(Text passage Opens)

High performance millimetre wave feedhorn antennas

Millimetre and submillimetre waves (30 to 1000 GHz) occupy a technologically important region of the electromagnetic spectrum and are increasingly exploited. Applications include:

  • satellite remote sensing using radiometer payloads for meteorology
  • electron spin resonance (ESR) spectroscopy and dynamic nuclear polarisation (DNP) for biological and chemical analysis
  • astronomy to measure molecular clouds and the cosmic microwave background
  • material characterisation and metrology to support technology development
  • very high data rate communications.

Much of the instrumentation used in these applications uses quasi-optics (i.e. mirrors, polarisers etc) to manipulate signals as free space Gaussian beams. Key enabling devices are feedhorn antennas to couple between sources or detectors and free space. They are also used to feed larger reflector antennas. As higher performance quasi-optical instruments are increasingly demanded, the performance of feedhorns has also had to increase, for example, to achieve higher Gaussian beam coupling efficiency, lower sidelobes, or more compact designs for lower size or weight.

A look inside a flute-like structure.

(Text passage Closes)
(Entries shown Opens)

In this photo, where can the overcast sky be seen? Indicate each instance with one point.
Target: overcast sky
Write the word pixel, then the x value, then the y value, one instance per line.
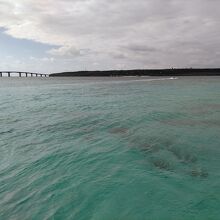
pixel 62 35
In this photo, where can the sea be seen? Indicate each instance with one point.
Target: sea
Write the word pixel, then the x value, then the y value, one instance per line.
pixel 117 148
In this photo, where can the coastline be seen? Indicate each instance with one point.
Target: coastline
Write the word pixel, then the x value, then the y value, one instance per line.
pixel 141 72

(Entries shown Closes)
(Entries shown Opens)

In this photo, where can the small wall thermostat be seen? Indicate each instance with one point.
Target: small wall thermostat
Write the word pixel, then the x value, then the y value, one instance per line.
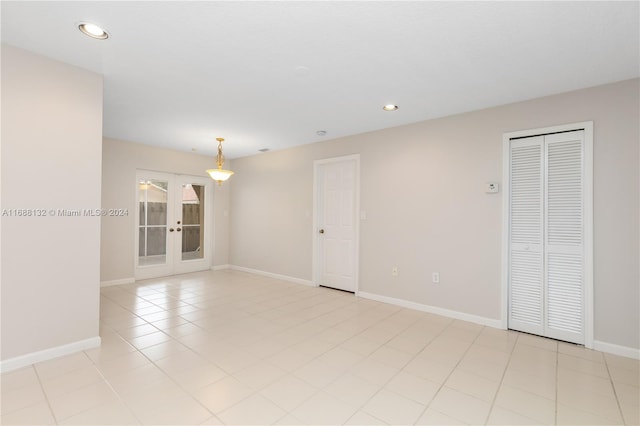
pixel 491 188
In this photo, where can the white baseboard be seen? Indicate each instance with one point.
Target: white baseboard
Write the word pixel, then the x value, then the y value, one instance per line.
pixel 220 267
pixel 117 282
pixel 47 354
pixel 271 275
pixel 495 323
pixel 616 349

(Entries shown Closes)

▶ _Prompt A_: Print the part of the feedhorn antenna passage between "High performance millimetre" and "data rate communications.", inclusive.
▶ _Prompt B_: Carry on writing the feedhorn antenna passage from its last sentence onward.
The entries come from a separate source.

▶ _Response area A_:
High performance millimetre wave feedhorn antennas

Millimetre and submillimetre waves (30 to 1000 GHz) occupy a technologically important region of the electromagnetic spectrum and are increasingly exploited. Applications include:

  • satellite remote sensing using radiometer payloads for meteorology
  • electron spin resonance (ESR) spectroscopy and dynamic nuclear polarisation (DNP) for biological and chemical analysis
  • astronomy to measure molecular clouds and the cosmic microwave background
  • material characterisation and metrology to support technology development
  • very high data rate communications.

▶ _Response area B_:
High-performance millimetre wave feedhorn antennas. Credit: Duncan A. Robertson, University of St Andrews

The Millimetre Wave and ESR Group, led by Professor Graham Smith, was motivated to develop next-generation ESR spectroscopy instrumentation, and began conducting research into advanced corrugated feedhorns. Conventional linear profile corrugated horns couple to a fundamental mode Gaussian beam with around 95-98% efficiency. The residual energy exists in higher-order modes which contributed to unwanted sidelobes (typically at the -25 to -30 dB level) and gets trapped in high-performance quasi-optical systems, causing undesirable signal drop-outs at certain frequencies. The group developed a new horn design with a nonlinear internal profile which overcomes these problems to achieve Gaussian coupling of 99.7% with sidelobes and cross polarisation at the -40 dB level – these have been commercialised as 'ultra-Gaussian' horns. Further research identified different nonlinear profiles which enable world-beatingly low sidelobes (-60 dB) in ultra-compact horns (just a few wavelengths long).

These horn designs have been commercialised by industrial partner Thomas Keating Ltd, a UK scientific instrument manufacturing SME with global markets for millimetre and submillimetre wave components and quasi-optical systems. The project group has worked with Thomas Keating Ltd for many years, and they have successfully commercialised high-performance feedhorn designs. The ultra-Gaussian horns were added to Thomas Keating's catalogue in 2007, and this design has been at the heart of numerous high-performance instruments which they have delivered to customers around the world, including the European Space Agency, the National Physical Laboratory, and automotive supplier Continental. The group recently designed of a pair of very advanced feedhorns which Thomas Keating Ltd manufactured for the TROPICS CubeSat satellite constellation developed by MIT Lincoln Lab for monitoring tropical thunderstorms.

Two scientists standing behind of a scientific instrument.

Quasi-optical scatterometer system delivered to ESA incorporating two gold plated ultra-Gaussian horns. Credit: Thomas Keating Ltd.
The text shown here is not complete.